▸ Input for this task:
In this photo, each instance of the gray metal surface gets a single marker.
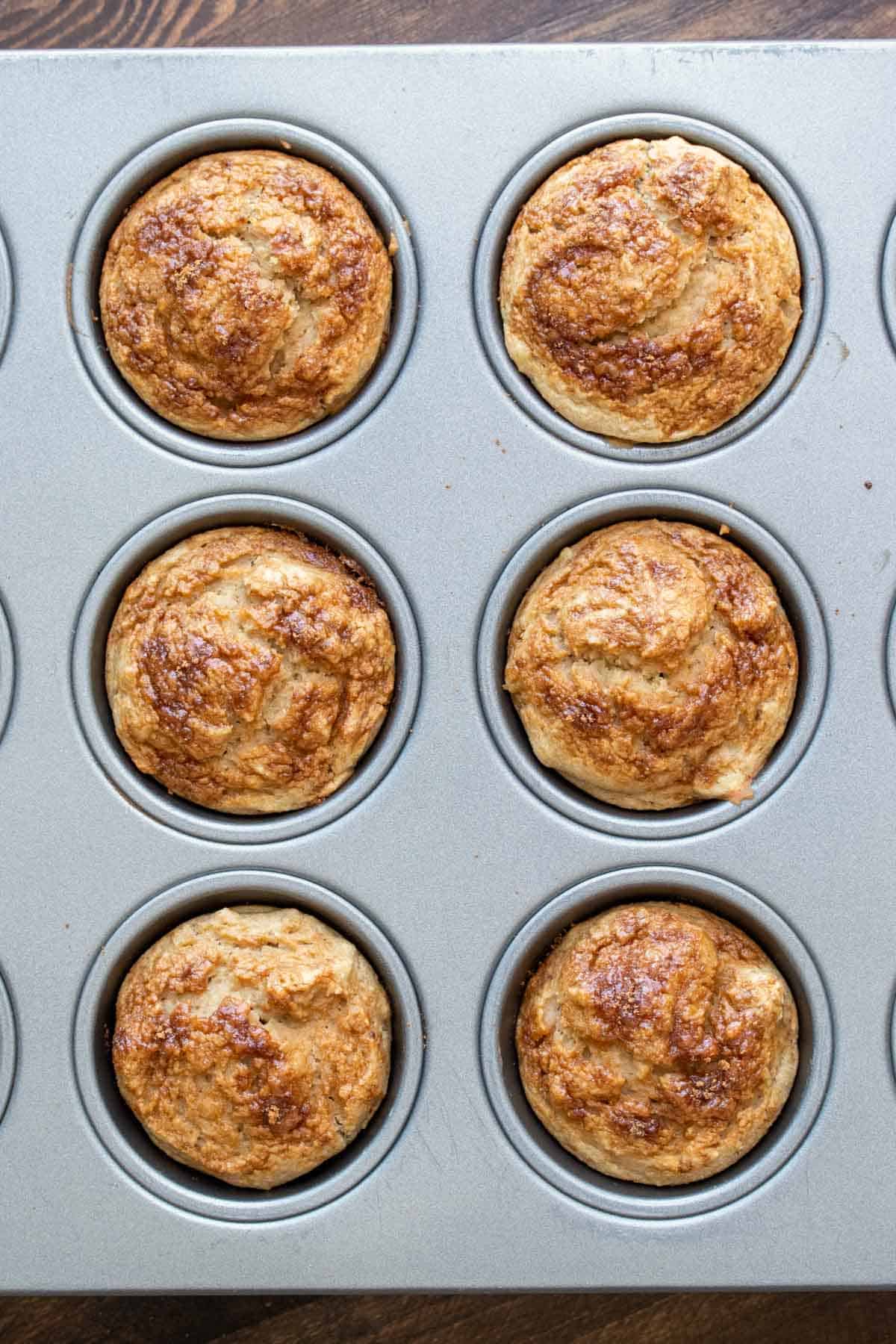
(447, 853)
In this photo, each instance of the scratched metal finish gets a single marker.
(460, 866)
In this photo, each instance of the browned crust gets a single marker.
(246, 296)
(249, 670)
(253, 1043)
(657, 1043)
(649, 289)
(653, 665)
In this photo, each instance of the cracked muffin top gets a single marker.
(249, 668)
(649, 289)
(657, 1043)
(653, 665)
(246, 296)
(253, 1043)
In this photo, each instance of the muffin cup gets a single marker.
(7, 1048)
(499, 1060)
(155, 163)
(889, 281)
(122, 1136)
(579, 141)
(541, 547)
(6, 295)
(89, 653)
(7, 670)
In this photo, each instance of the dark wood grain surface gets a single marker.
(575, 1317)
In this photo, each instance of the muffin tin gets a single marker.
(452, 858)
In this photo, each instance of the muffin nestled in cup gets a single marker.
(249, 670)
(246, 296)
(657, 1043)
(253, 1043)
(653, 665)
(649, 290)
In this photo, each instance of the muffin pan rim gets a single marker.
(536, 550)
(171, 1182)
(131, 181)
(526, 949)
(7, 293)
(8, 1046)
(7, 670)
(101, 600)
(650, 125)
(452, 853)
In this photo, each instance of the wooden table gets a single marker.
(576, 1317)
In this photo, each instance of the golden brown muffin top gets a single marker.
(657, 1043)
(253, 1043)
(249, 670)
(649, 289)
(246, 296)
(653, 665)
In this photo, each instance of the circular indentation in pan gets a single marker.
(499, 1058)
(125, 1139)
(579, 141)
(889, 281)
(156, 161)
(6, 295)
(89, 652)
(7, 1046)
(541, 549)
(7, 670)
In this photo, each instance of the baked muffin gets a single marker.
(653, 665)
(657, 1043)
(249, 670)
(246, 296)
(253, 1043)
(649, 289)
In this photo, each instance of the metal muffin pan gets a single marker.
(453, 858)
(159, 159)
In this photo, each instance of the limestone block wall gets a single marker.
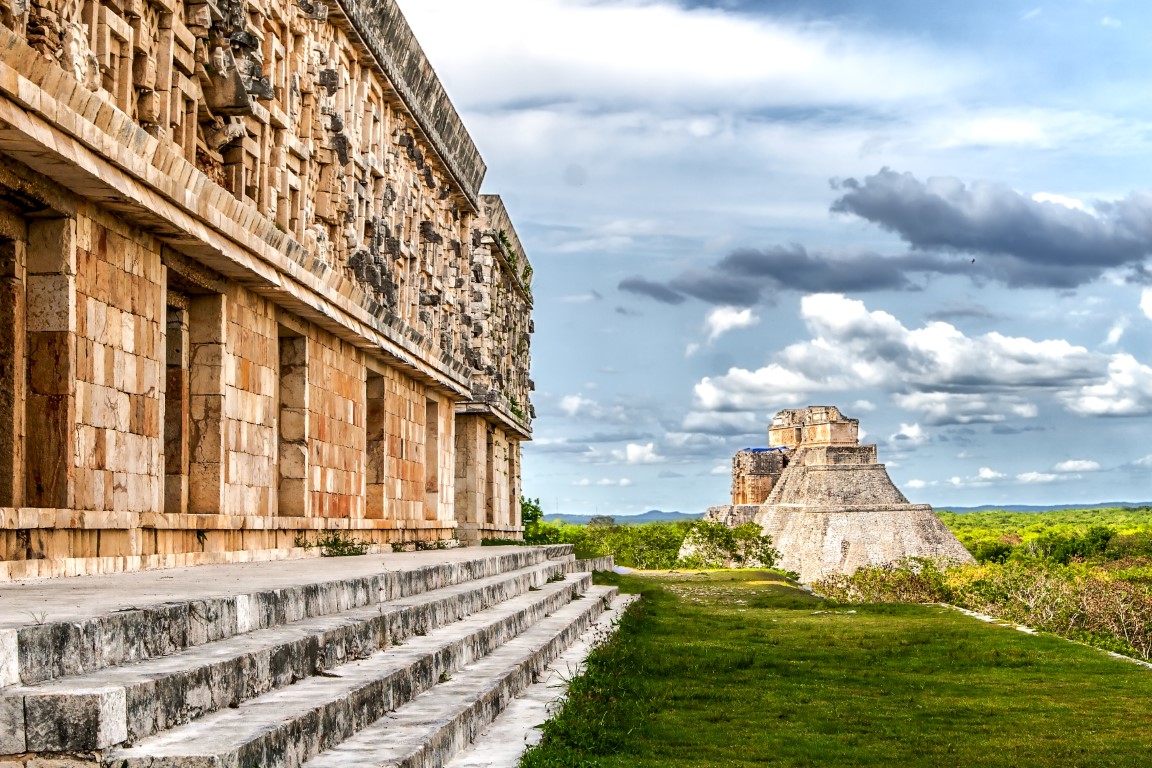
(753, 474)
(487, 484)
(250, 372)
(250, 283)
(119, 359)
(336, 409)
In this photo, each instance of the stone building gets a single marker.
(828, 506)
(249, 289)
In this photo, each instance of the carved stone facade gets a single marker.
(825, 501)
(249, 289)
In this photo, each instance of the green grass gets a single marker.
(741, 669)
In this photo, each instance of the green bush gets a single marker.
(714, 545)
(1078, 600)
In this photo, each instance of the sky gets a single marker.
(937, 217)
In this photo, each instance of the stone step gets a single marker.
(503, 742)
(46, 649)
(439, 723)
(283, 728)
(122, 704)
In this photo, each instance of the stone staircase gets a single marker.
(378, 667)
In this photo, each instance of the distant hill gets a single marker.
(1056, 508)
(651, 516)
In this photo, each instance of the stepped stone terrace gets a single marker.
(250, 290)
(828, 506)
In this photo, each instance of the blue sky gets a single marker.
(934, 215)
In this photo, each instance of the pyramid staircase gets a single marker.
(383, 668)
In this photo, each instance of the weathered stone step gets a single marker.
(436, 725)
(119, 704)
(47, 649)
(283, 728)
(503, 742)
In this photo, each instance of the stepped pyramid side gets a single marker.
(827, 503)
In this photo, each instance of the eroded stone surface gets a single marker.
(828, 506)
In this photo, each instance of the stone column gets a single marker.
(206, 336)
(376, 441)
(294, 493)
(13, 381)
(51, 396)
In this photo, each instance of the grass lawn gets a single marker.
(737, 668)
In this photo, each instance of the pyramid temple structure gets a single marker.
(828, 506)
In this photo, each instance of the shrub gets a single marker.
(714, 545)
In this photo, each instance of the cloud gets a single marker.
(909, 434)
(1118, 331)
(582, 298)
(1127, 390)
(1031, 242)
(637, 454)
(544, 56)
(1037, 478)
(730, 424)
(750, 276)
(940, 408)
(725, 319)
(1076, 465)
(574, 404)
(644, 287)
(935, 370)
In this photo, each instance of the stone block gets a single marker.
(12, 725)
(51, 303)
(9, 658)
(76, 722)
(52, 246)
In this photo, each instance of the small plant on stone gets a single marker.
(339, 544)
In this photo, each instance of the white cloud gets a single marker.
(605, 483)
(724, 319)
(937, 371)
(544, 50)
(952, 408)
(1127, 390)
(1060, 199)
(725, 424)
(573, 404)
(1037, 478)
(1076, 465)
(637, 454)
(911, 434)
(1121, 326)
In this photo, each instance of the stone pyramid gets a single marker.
(828, 506)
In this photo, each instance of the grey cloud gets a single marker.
(749, 276)
(644, 287)
(1039, 243)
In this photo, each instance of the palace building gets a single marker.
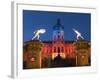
(58, 52)
(58, 45)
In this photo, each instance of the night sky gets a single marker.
(33, 20)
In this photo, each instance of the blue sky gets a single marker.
(33, 20)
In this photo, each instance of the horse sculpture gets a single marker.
(78, 34)
(37, 33)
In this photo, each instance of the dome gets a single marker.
(58, 25)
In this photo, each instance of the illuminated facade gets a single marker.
(58, 46)
(56, 53)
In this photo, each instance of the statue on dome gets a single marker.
(37, 33)
(78, 34)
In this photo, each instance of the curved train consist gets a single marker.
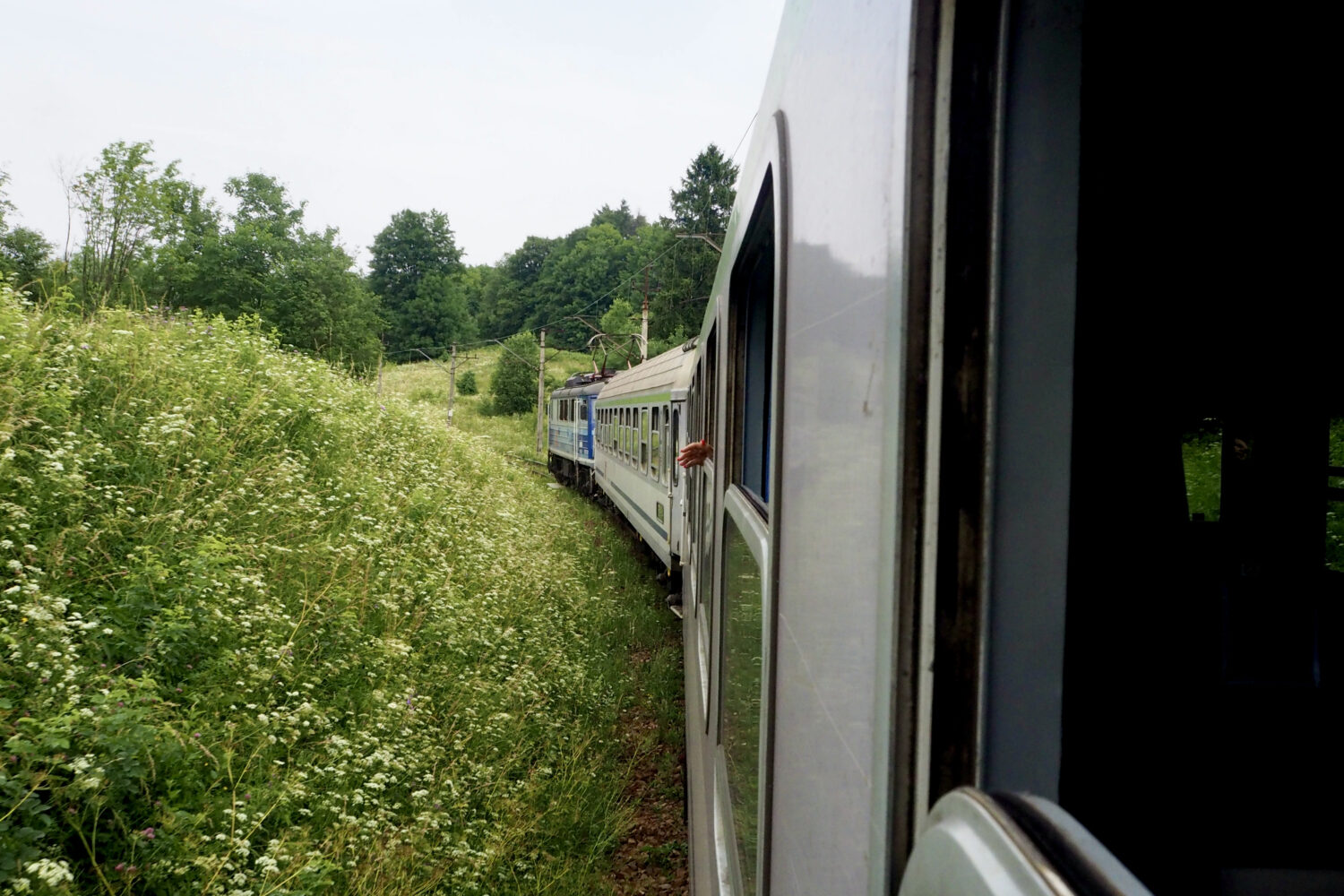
(1016, 565)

▸ Goal:
Leave out the pictures, and extract exactly the lines from the one with "In this photo, each instance of the stepped pyramid" through the end of the records, both ends included.

▸ Complete response:
In this photo, each instance of the stepped pyramid side gets a single marker.
(827, 503)
In this photo, each instance of the eroded stone surface gets a single marker.
(828, 506)
In this photo, each instance of the stone column gets a single marker.
(206, 336)
(376, 441)
(294, 493)
(13, 381)
(51, 396)
In this photo, each instance of the grass lawn gets a single marker.
(737, 668)
In this photo, each instance of the pyramid temple structure gets a single marker.
(828, 506)
In this photo, each instance of the shrub gets a single marker.
(714, 545)
In this photo, each instance of the cloud gets a single marker.
(909, 434)
(1118, 331)
(582, 298)
(1127, 390)
(1031, 242)
(637, 454)
(544, 56)
(1037, 478)
(730, 424)
(750, 276)
(940, 408)
(725, 319)
(1076, 465)
(574, 404)
(644, 287)
(935, 370)
In this photo, each instance of the stone block gets a single marker.
(12, 725)
(51, 303)
(9, 658)
(76, 722)
(52, 246)
In this photo, each instance of the small plant on stone gets a single marker.
(339, 544)
In this photo, each instance of the white cloud gets a single marker.
(605, 483)
(724, 319)
(937, 371)
(544, 50)
(952, 408)
(1127, 390)
(1060, 199)
(725, 424)
(573, 404)
(1037, 478)
(1076, 465)
(637, 454)
(911, 434)
(1121, 326)
In this photo, each instance of the stone pyramid gets a single marker.
(828, 506)
In this photo, each instance of the grey cloud gets a single marker.
(749, 276)
(644, 287)
(1039, 243)
In this photo, each instance of the palace building gets a single marker.
(58, 52)
(58, 45)
In this photo, each instance of the night sky gets a single marker.
(33, 20)
In this photo, each instance of the blue sky gets a single marker.
(33, 20)
In this photo, each instance of the horse sculpture gets a single marker.
(78, 34)
(37, 33)
In this photo, each instance of the dome gets a single marker.
(58, 25)
In this photo, each instance of the illuminated facade gets a single marker.
(58, 46)
(56, 53)
In this photo, each instance of the statue on dome gets a single marker.
(37, 33)
(78, 34)
In this photo, each instance of the curved train consist gets a single marker.
(1016, 565)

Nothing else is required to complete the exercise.